- Entries shown -
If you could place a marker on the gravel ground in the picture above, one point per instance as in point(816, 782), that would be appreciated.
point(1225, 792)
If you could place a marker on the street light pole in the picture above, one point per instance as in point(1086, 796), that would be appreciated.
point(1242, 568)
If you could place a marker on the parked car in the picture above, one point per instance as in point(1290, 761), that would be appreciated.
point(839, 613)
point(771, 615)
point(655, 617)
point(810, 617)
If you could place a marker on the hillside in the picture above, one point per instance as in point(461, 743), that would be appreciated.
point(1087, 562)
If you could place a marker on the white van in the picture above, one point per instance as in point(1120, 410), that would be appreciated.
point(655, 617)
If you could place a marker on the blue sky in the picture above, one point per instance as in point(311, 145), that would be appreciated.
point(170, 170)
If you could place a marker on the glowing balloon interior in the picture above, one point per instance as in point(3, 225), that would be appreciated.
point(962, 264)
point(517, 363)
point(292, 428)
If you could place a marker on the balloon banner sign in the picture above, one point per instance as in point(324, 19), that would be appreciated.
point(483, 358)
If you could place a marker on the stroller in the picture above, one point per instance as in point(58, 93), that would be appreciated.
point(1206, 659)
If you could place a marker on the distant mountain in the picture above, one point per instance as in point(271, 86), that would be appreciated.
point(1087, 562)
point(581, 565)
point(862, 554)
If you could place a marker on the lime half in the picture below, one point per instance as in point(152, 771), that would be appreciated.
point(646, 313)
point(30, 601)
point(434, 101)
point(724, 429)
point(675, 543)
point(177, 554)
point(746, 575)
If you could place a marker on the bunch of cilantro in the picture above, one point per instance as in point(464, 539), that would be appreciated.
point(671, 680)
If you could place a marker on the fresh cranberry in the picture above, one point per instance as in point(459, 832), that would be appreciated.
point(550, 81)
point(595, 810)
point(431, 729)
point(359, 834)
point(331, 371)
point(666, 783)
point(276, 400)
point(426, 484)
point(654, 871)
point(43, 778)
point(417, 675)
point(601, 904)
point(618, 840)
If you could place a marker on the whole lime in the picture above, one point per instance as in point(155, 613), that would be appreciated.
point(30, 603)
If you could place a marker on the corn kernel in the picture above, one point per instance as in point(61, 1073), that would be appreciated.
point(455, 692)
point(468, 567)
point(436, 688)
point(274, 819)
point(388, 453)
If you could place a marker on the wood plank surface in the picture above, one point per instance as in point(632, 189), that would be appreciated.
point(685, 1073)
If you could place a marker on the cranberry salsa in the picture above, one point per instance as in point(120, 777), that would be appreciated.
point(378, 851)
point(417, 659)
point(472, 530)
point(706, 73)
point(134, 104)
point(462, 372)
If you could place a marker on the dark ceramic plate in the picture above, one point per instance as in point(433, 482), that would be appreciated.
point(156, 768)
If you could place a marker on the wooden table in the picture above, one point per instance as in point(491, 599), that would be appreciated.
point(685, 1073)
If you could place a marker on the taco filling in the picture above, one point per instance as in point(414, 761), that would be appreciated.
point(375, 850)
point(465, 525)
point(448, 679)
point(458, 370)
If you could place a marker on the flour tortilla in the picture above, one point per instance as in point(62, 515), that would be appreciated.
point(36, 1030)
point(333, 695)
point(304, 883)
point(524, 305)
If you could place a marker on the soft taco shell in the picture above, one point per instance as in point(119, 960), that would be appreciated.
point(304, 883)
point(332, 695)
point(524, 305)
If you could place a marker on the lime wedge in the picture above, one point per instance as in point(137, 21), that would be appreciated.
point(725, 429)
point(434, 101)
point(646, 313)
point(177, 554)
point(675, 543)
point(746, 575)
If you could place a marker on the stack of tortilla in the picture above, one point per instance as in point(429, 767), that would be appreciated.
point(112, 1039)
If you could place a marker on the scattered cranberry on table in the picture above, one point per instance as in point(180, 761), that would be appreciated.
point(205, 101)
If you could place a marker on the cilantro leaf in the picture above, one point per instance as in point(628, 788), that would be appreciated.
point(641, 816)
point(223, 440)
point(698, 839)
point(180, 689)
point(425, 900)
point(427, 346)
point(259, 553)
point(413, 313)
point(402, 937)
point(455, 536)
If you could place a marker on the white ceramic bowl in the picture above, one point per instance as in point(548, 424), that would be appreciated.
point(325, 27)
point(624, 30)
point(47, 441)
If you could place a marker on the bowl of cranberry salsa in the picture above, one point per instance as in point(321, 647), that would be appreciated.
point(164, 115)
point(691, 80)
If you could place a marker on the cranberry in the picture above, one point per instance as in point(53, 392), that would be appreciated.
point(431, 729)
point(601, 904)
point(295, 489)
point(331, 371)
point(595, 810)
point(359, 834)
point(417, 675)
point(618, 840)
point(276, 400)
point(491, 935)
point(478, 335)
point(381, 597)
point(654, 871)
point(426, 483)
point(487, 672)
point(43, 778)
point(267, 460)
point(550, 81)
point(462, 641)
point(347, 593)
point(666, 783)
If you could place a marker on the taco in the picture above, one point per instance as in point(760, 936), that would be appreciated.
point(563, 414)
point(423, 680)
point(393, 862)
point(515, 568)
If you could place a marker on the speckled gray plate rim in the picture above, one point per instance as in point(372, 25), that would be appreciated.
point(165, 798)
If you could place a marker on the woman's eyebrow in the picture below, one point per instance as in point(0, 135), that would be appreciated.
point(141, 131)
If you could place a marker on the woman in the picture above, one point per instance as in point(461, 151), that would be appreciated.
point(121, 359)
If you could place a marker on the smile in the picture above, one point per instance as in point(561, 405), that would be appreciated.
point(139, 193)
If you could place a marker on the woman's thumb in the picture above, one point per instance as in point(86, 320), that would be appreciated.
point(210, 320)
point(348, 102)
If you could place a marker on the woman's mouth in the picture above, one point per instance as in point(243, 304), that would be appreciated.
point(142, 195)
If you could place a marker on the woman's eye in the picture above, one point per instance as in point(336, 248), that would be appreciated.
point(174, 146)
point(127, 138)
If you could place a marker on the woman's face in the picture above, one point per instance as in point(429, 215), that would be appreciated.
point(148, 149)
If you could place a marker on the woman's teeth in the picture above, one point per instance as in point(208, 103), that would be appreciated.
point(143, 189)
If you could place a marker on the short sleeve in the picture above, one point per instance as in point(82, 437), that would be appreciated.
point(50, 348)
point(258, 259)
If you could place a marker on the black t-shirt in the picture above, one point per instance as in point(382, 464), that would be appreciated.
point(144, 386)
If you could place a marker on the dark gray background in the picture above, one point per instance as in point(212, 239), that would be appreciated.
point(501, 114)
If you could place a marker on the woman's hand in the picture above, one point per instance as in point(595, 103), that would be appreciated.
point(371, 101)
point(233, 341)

- What is needed -
Print every one of the records above, line for line, with no changes.

- Answer below -
If you could place a marker on the gravel ground in the picture above, one point per instance as in point(816, 782), that would be appreciated.
point(1225, 792)
If you could place a marker on the street light pole in the picture above, one point per instance as in point(1086, 796), that would be appreciated.
point(1242, 568)
If you could place a marker on the parked car in the picture above, one point per instance as in point(1290, 761), that would be appreciated.
point(839, 613)
point(771, 615)
point(655, 617)
point(810, 617)
If you could place a marker on the hillside in the picture above, one point per instance as in point(461, 743), that would be appreciated.
point(1087, 562)
If you could place a marker on the white van in the picture above, one point per instance as in point(1120, 410), that would be appreciated.
point(655, 617)
If you could place a marker on the blue sky in the picture above, one point per instance as in point(311, 145), that would be appreciated.
point(170, 170)
If you could place a marker on the glowing balloon interior in the picture above, one point per instance as in point(3, 225), that would be appreciated.
point(962, 264)
point(517, 363)
point(292, 428)
If you could place a marker on the balloon banner sign in the picture above, one point per instance as in point(324, 19), that would be appreciated.
point(483, 358)
If you could place a marker on the stroller in the picture above, one point per instance as in point(58, 93), that would be appreciated.
point(1206, 659)
If you could place a marker on the distant mountain in the picture above, one point per instance as in point(271, 86), that would be appreciated.
point(1087, 562)
point(581, 565)
point(862, 554)
If you could place a marker on the lime half in the picture below, one point per instance as in point(152, 771), that would be appreciated.
point(646, 313)
point(30, 601)
point(434, 101)
point(724, 429)
point(675, 543)
point(177, 554)
point(746, 575)
If you could place a marker on the bunch of cilantro in the picture above, one point per instance as in point(464, 539), that would be appreciated.
point(671, 680)
If you could place a marker on the fresh cranberry in the picture above, one point per instance as in point(459, 832), that would be appreciated.
point(550, 81)
point(595, 810)
point(431, 729)
point(359, 834)
point(331, 371)
point(666, 783)
point(276, 400)
point(426, 484)
point(654, 871)
point(43, 778)
point(417, 675)
point(601, 904)
point(618, 840)
If you could place a marker on the whole lime in the picture above, one point per instance as in point(155, 613), that would be appreciated.
point(30, 603)
If you could place a marker on the corn kernel in the picture above, one point per instance as in point(61, 1073), that would be appreciated.
point(455, 692)
point(468, 567)
point(436, 688)
point(274, 819)
point(388, 453)
If you could place a marker on the wood plank surface in the picture above, one point per instance as in point(632, 189), that would be appreciated.
point(685, 1073)
If you could place a marker on the cranberry salsa in the picture above, one point per instance as in point(120, 777), that would be appreciated.
point(378, 851)
point(417, 659)
point(472, 530)
point(706, 73)
point(134, 104)
point(462, 372)
If you could place a marker on the dark ceramic plate in the picture above, one point per instance as in point(433, 482), that would be appreciated.
point(156, 768)
If you could place a marker on the wooden table in the picture above, one point per instance as in point(491, 599), that would be appreciated.
point(685, 1073)
If you could place a marker on the taco filling in the picture above, one point per instance as in point(414, 761), that would be appreciated.
point(375, 850)
point(465, 525)
point(448, 679)
point(458, 370)
If you could place a marker on the flour tortilla in the picture above, one point per instance as in point(62, 515), that would be appreciated.
point(36, 1030)
point(333, 695)
point(304, 883)
point(524, 305)
If you could place a marker on the soft taco shell in the picture above, one point per instance as in point(119, 960), that would be appreciated.
point(304, 883)
point(332, 695)
point(524, 305)
If you could place a marker on the lime wedge in the picture above, one point per instance as in point(137, 21), that would be appreciated.
point(725, 429)
point(434, 101)
point(646, 313)
point(177, 554)
point(675, 543)
point(746, 575)
If you could place a marker on the stack of tortilla in the picture above, one point per instance as in point(429, 767), that would be appreciated.
point(112, 1039)
If you could place a marker on the scattered cranberry on table in the picture above, one point per instance as in point(180, 761), that would be appreciated.
point(205, 101)
If you could place a marker on the cilantro leaf in the picture above, one point per instance as in point(628, 788), that would be appreciated.
point(641, 816)
point(223, 440)
point(698, 839)
point(180, 689)
point(425, 900)
point(427, 346)
point(259, 553)
point(413, 313)
point(402, 937)
point(455, 536)
If you could place a marker on the white ceramic bowl in the picture above, one point per instance as in point(548, 424), that would be appreciated.
point(325, 27)
point(624, 30)
point(47, 441)
If you could place a marker on the bowl of cranberry salsa in the picture above, one point per instance as in point(321, 647), that would be appreciated.
point(164, 115)
point(691, 80)
If you could place a marker on the cranberry in the picture above, one point per instance as in point(53, 392), that would be appreciated.
point(431, 729)
point(601, 904)
point(295, 489)
point(331, 371)
point(595, 810)
point(359, 834)
point(417, 675)
point(618, 840)
point(276, 400)
point(491, 935)
point(478, 335)
point(381, 597)
point(654, 871)
point(426, 483)
point(487, 672)
point(43, 778)
point(267, 460)
point(550, 81)
point(462, 641)
point(347, 593)
point(666, 783)
If you could place a marker on the taco in the picture above, one point per instance as in point(760, 936), that would be appreciated.
point(563, 414)
point(423, 680)
point(393, 862)
point(515, 568)
If you could place a marker on the speckled gray plate rim in the picture above, one point per instance as in point(372, 25), that would be appreciated.
point(165, 798)
If you could place a marker on the woman's eyebrow in the picture below, one point per instance as in point(0, 135), that would be appreciated.
point(141, 131)
If you could place a marker on the woman in the picture above, one point per instance as in point(461, 151), that would be appreciated.
point(121, 359)
If you could place a marker on the smile in the picture above, one point per instance as in point(561, 405), that would be appreciated.
point(139, 193)
If you could place a marker on the woman's thumb in the picture above, one point per instance as in point(86, 320), that would be appreciated.
point(210, 320)
point(348, 102)
If you could place a marker on the woman's mouth in the picture above, one point per instance as in point(243, 304), that would be appreciated.
point(142, 195)
If you could place a marker on the woman's eye in the picture above, one point per instance as in point(336, 248), that would be appreciated.
point(174, 146)
point(127, 138)
If you could place a marker on the woman's face in the picture above, one point per instance as in point(429, 215), that would be appreciated.
point(148, 149)
If you could place a marker on the woman's teeth in the picture above, one point per instance as in point(208, 103), that would be appreciated.
point(143, 189)
If you could place a marker on the short sleeve in the picture above, one point per instance as in point(82, 437), that would be appreciated.
point(50, 348)
point(258, 259)
If you could place a marker on the black t-shirt in the picture above, one point per instance as in point(382, 464), that would be appreciated.
point(144, 386)
If you could place a marker on the dark gray background in the picture above, one point per instance as in point(212, 239), that would be appreciated.
point(501, 114)
If you could place a marker on the woman's hand in the picture above, one point per instance as in point(595, 103), that would be appreciated.
point(371, 101)
point(233, 341)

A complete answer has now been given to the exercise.